» **Your goal**
Reproduce each record below exactly as written.

Dataset records about object locations
※ ※ ※

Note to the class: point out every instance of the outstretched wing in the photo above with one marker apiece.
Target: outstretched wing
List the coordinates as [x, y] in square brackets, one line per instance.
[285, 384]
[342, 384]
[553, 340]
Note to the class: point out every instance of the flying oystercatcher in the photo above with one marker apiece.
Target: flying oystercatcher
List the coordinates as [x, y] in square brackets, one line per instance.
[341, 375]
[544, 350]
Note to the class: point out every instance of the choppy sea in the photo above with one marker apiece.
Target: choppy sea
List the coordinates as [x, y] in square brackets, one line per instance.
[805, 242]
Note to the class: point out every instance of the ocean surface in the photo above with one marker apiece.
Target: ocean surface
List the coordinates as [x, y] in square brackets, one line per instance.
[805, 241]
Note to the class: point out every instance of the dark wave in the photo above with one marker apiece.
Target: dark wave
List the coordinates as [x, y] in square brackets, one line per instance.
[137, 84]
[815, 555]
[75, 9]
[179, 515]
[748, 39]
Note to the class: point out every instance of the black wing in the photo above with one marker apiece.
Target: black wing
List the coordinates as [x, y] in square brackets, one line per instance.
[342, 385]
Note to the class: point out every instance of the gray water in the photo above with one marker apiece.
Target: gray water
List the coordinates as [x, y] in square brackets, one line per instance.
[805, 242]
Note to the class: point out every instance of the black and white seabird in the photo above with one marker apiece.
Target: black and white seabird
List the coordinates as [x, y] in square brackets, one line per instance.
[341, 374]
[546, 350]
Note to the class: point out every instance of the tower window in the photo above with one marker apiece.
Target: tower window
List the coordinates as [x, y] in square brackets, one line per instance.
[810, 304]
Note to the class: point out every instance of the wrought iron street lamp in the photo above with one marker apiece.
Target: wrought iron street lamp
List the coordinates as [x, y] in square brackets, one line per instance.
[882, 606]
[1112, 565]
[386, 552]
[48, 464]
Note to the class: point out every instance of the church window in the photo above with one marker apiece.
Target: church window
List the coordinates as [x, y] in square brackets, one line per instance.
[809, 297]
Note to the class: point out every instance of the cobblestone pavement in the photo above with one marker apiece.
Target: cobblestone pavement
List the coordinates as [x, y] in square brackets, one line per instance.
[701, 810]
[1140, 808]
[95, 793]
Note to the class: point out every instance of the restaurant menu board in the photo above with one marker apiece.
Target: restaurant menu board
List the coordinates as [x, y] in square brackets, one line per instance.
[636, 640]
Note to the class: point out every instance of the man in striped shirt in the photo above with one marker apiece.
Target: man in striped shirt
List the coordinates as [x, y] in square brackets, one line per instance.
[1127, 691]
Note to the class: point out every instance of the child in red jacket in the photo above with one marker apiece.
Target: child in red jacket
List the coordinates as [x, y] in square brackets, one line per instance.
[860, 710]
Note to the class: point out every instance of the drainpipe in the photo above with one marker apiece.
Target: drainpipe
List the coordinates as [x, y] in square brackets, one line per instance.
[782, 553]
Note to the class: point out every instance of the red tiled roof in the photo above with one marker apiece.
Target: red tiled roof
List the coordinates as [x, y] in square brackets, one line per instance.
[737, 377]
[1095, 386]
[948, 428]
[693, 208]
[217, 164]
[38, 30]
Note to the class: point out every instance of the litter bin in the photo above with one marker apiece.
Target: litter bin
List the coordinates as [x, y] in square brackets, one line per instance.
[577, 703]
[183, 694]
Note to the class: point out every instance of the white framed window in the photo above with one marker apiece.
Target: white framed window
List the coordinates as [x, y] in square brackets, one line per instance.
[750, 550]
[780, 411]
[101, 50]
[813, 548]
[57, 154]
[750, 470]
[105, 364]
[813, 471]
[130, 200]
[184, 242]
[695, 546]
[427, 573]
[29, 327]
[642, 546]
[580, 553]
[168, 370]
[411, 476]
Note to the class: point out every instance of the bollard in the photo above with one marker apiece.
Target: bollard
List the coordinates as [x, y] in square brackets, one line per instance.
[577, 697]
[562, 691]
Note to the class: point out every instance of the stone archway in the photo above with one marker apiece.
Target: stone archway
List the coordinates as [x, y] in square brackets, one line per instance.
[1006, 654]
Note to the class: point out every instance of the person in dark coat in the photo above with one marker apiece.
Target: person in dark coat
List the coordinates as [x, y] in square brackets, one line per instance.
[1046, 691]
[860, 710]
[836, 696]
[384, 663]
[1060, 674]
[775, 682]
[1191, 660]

※ ※ ※

» **Written response**
Note to the class: point out every instance of the outstretched wing in the photo above with one marker apiece.
Target: outstretched wing
List the coordinates as [x, y] in square brackets, one line per instance.
[285, 384]
[342, 384]
[553, 340]
Note to the class: point out every instance of the flying oystercatcher in the photo above with one marker apiece.
Target: flying oystercatcher
List the coordinates as [x, y] in square brackets, one line per instance.
[341, 375]
[544, 350]
Note to the class: point out every instance of the choppy sea in the photo above with one marker apiece.
Target: choppy sea
List the coordinates as [x, y] in square brackets, one line per instance.
[805, 242]
Note to the class: point out every instance of the ocean surface in the photo above with one marker apiece.
Target: ocean surface
List the coordinates as [x, y] in square brackets, one line per instance.
[805, 241]
Note to the class: point out every instance of the dark wave in the photo above with one marker apiece.
Target: dark wave
List the coordinates as [x, y] in square brackets, one line per instance.
[137, 84]
[815, 555]
[75, 9]
[179, 515]
[748, 39]
Note to the class: point out every instance of the black wing in the photo above with one marker apiece.
Target: black wing
List the coordinates as [x, y] in square brackets, one line per instance.
[342, 385]
Note to the class: point out every instance of the gray water in the photo above with one marker apiece.
Target: gray water
List the coordinates as [x, y] in square brackets, one line per instance.
[805, 242]
Note to the class: point out every instance of the black and white seabird in the photo above with one marker apiece.
Target: black and white seabird
List the coordinates as [x, y] in square brackets, one line per instance.
[341, 374]
[546, 350]
Note to the class: point out every instance of the tower window in the photo above with one marker apiece.
Target: tower window
List the coordinates as [x, y] in square brackets, one line per instance.
[810, 304]
Note to the class: point out every instance of the wrought iron street lamp in the photo above with one marker apiece.
Target: wrought iron street lamp
List the coordinates as [x, y] in square brackets, one line per instance.
[882, 606]
[1112, 565]
[386, 552]
[48, 464]
Note to the class: point out every instance of the church window in the photo above with one marker apiece.
Target: church window
List the coordinates as [x, y] in square brackets, one line per instance.
[809, 297]
Note to the class: point out every instance of the cobblestone pavement in the photo above with one marker apiece.
Target: cobblestone pavement
List the coordinates as [x, y] in square brackets, one line per instance.
[701, 810]
[1140, 808]
[95, 793]
Note to the class: point out every instance of the restaurant menu board in the photo above with one marker apiece.
Target: restaurant menu board
List the coordinates as [x, y] in square brackets, one line per instance.
[636, 640]
Note to the class: point out every instance of the man in striped shirt in the photo above with one marker apiece.
Target: man in striped shirt
List the coordinates as [x, y] in square brackets, one line per instance.
[1127, 691]
Note to the class: point out every instance of the child in red jacket in the photo above with one marker apiece.
Target: child in red jacket
List the coordinates as [x, y] in square brackets, one line per instance.
[860, 710]
Note to the class: point out every instance of the drainpipe in the photo above with one marker apiece.
Target: drainpipe
List the coordinates as [x, y] in square brackets, one line per instance.
[782, 553]
Note to the class: point out every instance of the red tiled roof in the photo above with one marker apiece.
Target: red tiled roof
List the coordinates as [x, y] in square brackets, one line per instance.
[737, 377]
[1095, 386]
[948, 428]
[693, 208]
[217, 164]
[38, 30]
Note to the class: point out every instance of the litter bin in the photo above with one marker apiece.
Target: litter bin
List the coordinates as [x, y] in square brackets, one line per instance.
[577, 703]
[183, 694]
Note to the class: point out every instance of the white framed window in the photo above with one marker apiece.
Target: white framed window
List the coordinates as [x, y] in square brackets, one line per instance.
[750, 550]
[780, 411]
[101, 50]
[813, 548]
[57, 154]
[750, 470]
[105, 364]
[813, 471]
[130, 200]
[184, 242]
[695, 546]
[427, 573]
[29, 327]
[642, 546]
[580, 553]
[168, 370]
[411, 476]
Note to the class: point out every instance of the bollard in the photo above with one marker apiece.
Target: bollard
List the coordinates as [x, y] in square brackets, one line per instance.
[577, 697]
[562, 691]
Note to the class: point out every instance of the stone archway in the photo above with one marker apiece.
Target: stone archway
List the coordinates as [x, y] in square brackets, one line per instance.
[1006, 654]
Note to the class: point out every instance of the person in dark coat in the photo above with one marker apiece.
Target: person in dark coat
List the coordinates as [x, y] in square brackets, one line per instance.
[1046, 691]
[860, 710]
[836, 696]
[384, 663]
[1060, 674]
[775, 682]
[1191, 660]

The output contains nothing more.